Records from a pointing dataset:
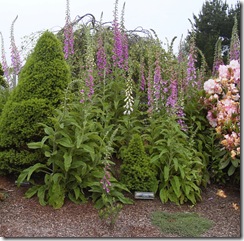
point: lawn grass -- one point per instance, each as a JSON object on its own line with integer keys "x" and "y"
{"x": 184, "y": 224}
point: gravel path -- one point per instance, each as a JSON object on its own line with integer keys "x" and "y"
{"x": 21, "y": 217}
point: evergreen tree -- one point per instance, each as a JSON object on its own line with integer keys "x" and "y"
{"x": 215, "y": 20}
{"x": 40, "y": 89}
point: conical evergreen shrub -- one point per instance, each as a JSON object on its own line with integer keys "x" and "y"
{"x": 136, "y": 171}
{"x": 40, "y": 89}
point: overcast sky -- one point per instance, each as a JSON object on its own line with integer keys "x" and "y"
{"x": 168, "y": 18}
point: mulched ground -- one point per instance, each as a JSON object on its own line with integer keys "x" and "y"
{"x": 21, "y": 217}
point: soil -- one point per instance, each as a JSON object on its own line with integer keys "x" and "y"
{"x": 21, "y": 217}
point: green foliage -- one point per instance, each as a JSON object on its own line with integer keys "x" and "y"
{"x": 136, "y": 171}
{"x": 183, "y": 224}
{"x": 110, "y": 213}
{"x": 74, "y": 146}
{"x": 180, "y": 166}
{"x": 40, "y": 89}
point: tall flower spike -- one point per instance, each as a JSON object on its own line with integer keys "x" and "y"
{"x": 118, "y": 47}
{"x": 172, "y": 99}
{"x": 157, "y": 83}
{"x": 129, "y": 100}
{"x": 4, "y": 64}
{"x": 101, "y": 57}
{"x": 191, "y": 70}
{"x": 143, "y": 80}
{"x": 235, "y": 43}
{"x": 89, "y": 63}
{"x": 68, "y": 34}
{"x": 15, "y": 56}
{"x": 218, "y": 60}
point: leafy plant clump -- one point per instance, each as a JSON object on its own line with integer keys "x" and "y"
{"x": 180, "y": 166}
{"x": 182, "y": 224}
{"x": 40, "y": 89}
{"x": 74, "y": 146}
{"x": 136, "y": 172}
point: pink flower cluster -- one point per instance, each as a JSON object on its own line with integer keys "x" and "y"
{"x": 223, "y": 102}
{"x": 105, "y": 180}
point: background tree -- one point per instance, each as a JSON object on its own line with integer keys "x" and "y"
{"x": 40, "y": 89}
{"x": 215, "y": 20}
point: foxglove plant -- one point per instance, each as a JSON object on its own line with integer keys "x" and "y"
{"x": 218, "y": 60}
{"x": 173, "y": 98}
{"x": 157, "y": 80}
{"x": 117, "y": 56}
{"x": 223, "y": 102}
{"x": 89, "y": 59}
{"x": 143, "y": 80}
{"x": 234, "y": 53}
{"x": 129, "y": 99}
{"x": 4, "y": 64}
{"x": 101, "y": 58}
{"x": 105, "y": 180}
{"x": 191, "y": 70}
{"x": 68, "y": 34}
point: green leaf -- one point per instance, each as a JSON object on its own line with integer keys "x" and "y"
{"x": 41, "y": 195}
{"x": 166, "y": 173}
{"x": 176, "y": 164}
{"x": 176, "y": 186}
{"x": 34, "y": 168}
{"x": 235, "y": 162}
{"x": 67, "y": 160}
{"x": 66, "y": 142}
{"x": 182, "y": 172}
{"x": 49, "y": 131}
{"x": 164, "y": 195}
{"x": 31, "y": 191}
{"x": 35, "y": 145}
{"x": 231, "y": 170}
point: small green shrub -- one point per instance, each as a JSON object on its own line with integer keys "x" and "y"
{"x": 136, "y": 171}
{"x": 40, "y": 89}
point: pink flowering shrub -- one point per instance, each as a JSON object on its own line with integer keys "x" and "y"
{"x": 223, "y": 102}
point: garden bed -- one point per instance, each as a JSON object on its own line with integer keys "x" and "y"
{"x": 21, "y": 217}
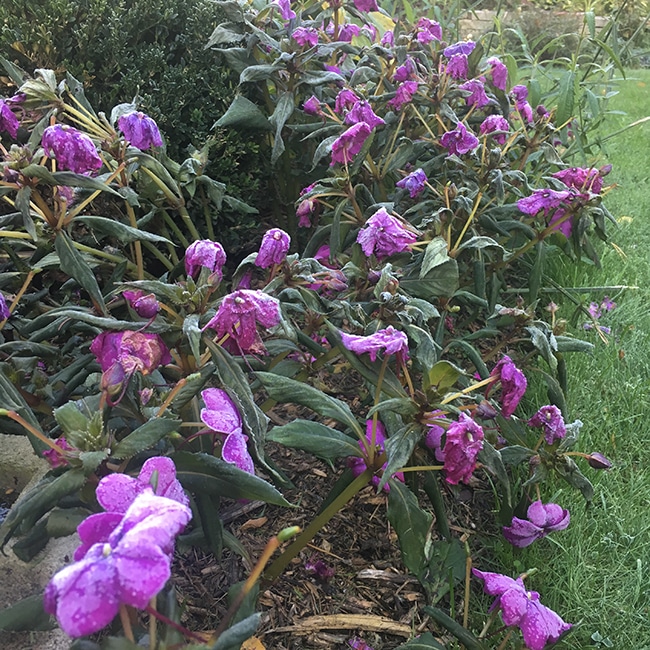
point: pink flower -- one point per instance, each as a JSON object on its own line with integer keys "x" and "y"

DIRECTIVE: Give the records above as a JSON list of strings, one string per line, skipping blank lines and leaving out the picture lines.

ANSWER TO THE TASK:
[
  "point: lawn grass -- one point per instance, each as a JSON object on its own line with integer keys \"x\" and \"y\"",
  "{\"x\": 184, \"y\": 224}",
  "point: gravel path -- one point per instance, each as a JSON object on its own line with integer keys \"x\" and \"y\"",
  "{\"x\": 21, \"y\": 217}",
  "point: evergreen tree -- one point per instance, each as a JSON object on its own line with integer keys \"x\" and \"y\"",
  "{\"x\": 215, \"y\": 20}",
  "{\"x\": 40, \"y\": 89}",
  "point: conical evergreen shrub -- one point per instance, each as a JSON object on its own line with integer keys \"x\" and \"y\"",
  "{\"x\": 136, \"y\": 171}",
  "{\"x\": 40, \"y\": 89}",
  "point: overcast sky -- one point per instance, each as a JSON object on its own line with integer keys \"x\" and \"y\"",
  "{\"x\": 168, \"y\": 18}",
  "point: mulched ground -- one point per instance, each as a JSON object on its own line with integer keys \"x\" and \"y\"",
  "{\"x\": 21, \"y\": 217}",
  "point: soil -- one point per instance, each as a JSON object on its own line with integer keys \"x\" and \"y\"",
  "{\"x\": 21, \"y\": 217}",
  "point: green foliage -- one point per instance, each as a JSON object on its own line with integer keys \"x\" and \"y\"",
  "{\"x\": 136, \"y\": 171}",
  "{\"x\": 183, \"y\": 224}",
  "{\"x\": 110, \"y\": 213}",
  "{\"x\": 74, \"y\": 146}",
  "{\"x\": 180, \"y\": 166}",
  "{\"x\": 40, \"y\": 89}",
  "point: tall flower spike -- one point per instance, each as a JSON object on its own line with integer keys \"x\" and \"y\"",
  "{\"x\": 118, \"y\": 47}",
  "{\"x\": 172, \"y\": 99}",
  "{\"x\": 157, \"y\": 83}",
  "{\"x\": 129, \"y\": 100}",
  "{\"x\": 4, \"y\": 64}",
  "{\"x\": 101, \"y\": 57}",
  "{\"x\": 191, \"y\": 70}",
  "{\"x\": 143, \"y\": 80}",
  "{\"x\": 235, \"y\": 43}",
  "{\"x\": 89, \"y\": 63}",
  "{\"x\": 68, \"y\": 34}",
  "{\"x\": 15, \"y\": 56}",
  "{\"x\": 218, \"y\": 60}",
  "point: leafy plant clump -- one point per instance, each as a JSON object on its own line with integer keys \"x\" and \"y\"",
  "{\"x\": 180, \"y\": 166}",
  "{\"x\": 182, \"y\": 224}",
  "{\"x\": 40, \"y\": 89}",
  "{\"x\": 74, \"y\": 146}",
  "{\"x\": 136, \"y\": 172}",
  "point: pink flower cluster -- one point per instance, each as a JSON object on its own line with integer keys \"x\" and \"y\"",
  "{\"x\": 223, \"y\": 102}",
  "{\"x\": 105, \"y\": 180}",
  "point: background tree -- one point per instance, each as a JSON object on its own line with integer keys \"x\" and \"y\"",
  "{\"x\": 40, \"y\": 89}",
  "{\"x\": 215, \"y\": 20}",
  "point: foxglove plant -- one point per instance, each as a JSON object on its own line with integer keys \"x\" and \"y\"",
  "{\"x\": 218, \"y\": 60}",
  "{\"x\": 173, \"y\": 98}",
  "{\"x\": 157, \"y\": 80}",
  "{\"x\": 117, \"y\": 56}",
  "{\"x\": 223, \"y\": 102}",
  "{\"x\": 89, \"y\": 59}",
  "{\"x\": 143, \"y\": 80}",
  "{\"x\": 234, \"y\": 53}",
  "{\"x\": 129, \"y\": 99}",
  "{\"x\": 4, \"y\": 64}",
  "{\"x\": 101, \"y\": 58}",
  "{\"x\": 105, \"y\": 180}",
  "{\"x\": 191, \"y\": 70}",
  "{\"x\": 68, \"y\": 34}",
  "point: green leaf -- one point per instance, each as a JSON object on its own line with integer keys \"x\" and \"y\"",
  "{\"x\": 41, \"y\": 195}",
  "{\"x\": 166, \"y\": 173}",
  "{\"x\": 176, \"y\": 164}",
  "{\"x\": 176, \"y\": 186}",
  "{\"x\": 34, \"y\": 168}",
  "{\"x\": 235, \"y\": 162}",
  "{\"x\": 67, \"y\": 160}",
  "{\"x\": 66, \"y\": 142}",
  "{\"x\": 182, \"y\": 172}",
  "{\"x\": 49, \"y\": 131}",
  "{\"x\": 164, \"y\": 195}",
  "{\"x\": 31, \"y\": 191}",
  "{\"x\": 35, \"y\": 145}",
  "{\"x\": 231, \"y\": 170}",
  "point: small green shrub -- one point per instance, each as a JSON object on its own line with integer keys \"x\" and \"y\"",
  "{\"x\": 136, \"y\": 171}",
  "{\"x\": 40, \"y\": 89}",
  "point: pink flowering shrub -- one point per instance, each as a JSON object on its own line with integer keys \"x\" and \"y\"",
  "{\"x\": 223, \"y\": 102}",
  "point: garden bed -- one point per instance, each as a JSON object on its own line with integer keys \"x\" and \"y\"",
  "{\"x\": 21, \"y\": 217}",
  "point: pink flower -- one point per instance, each as a JSON object on its own line with integer keys \"x\" and \"y\""
]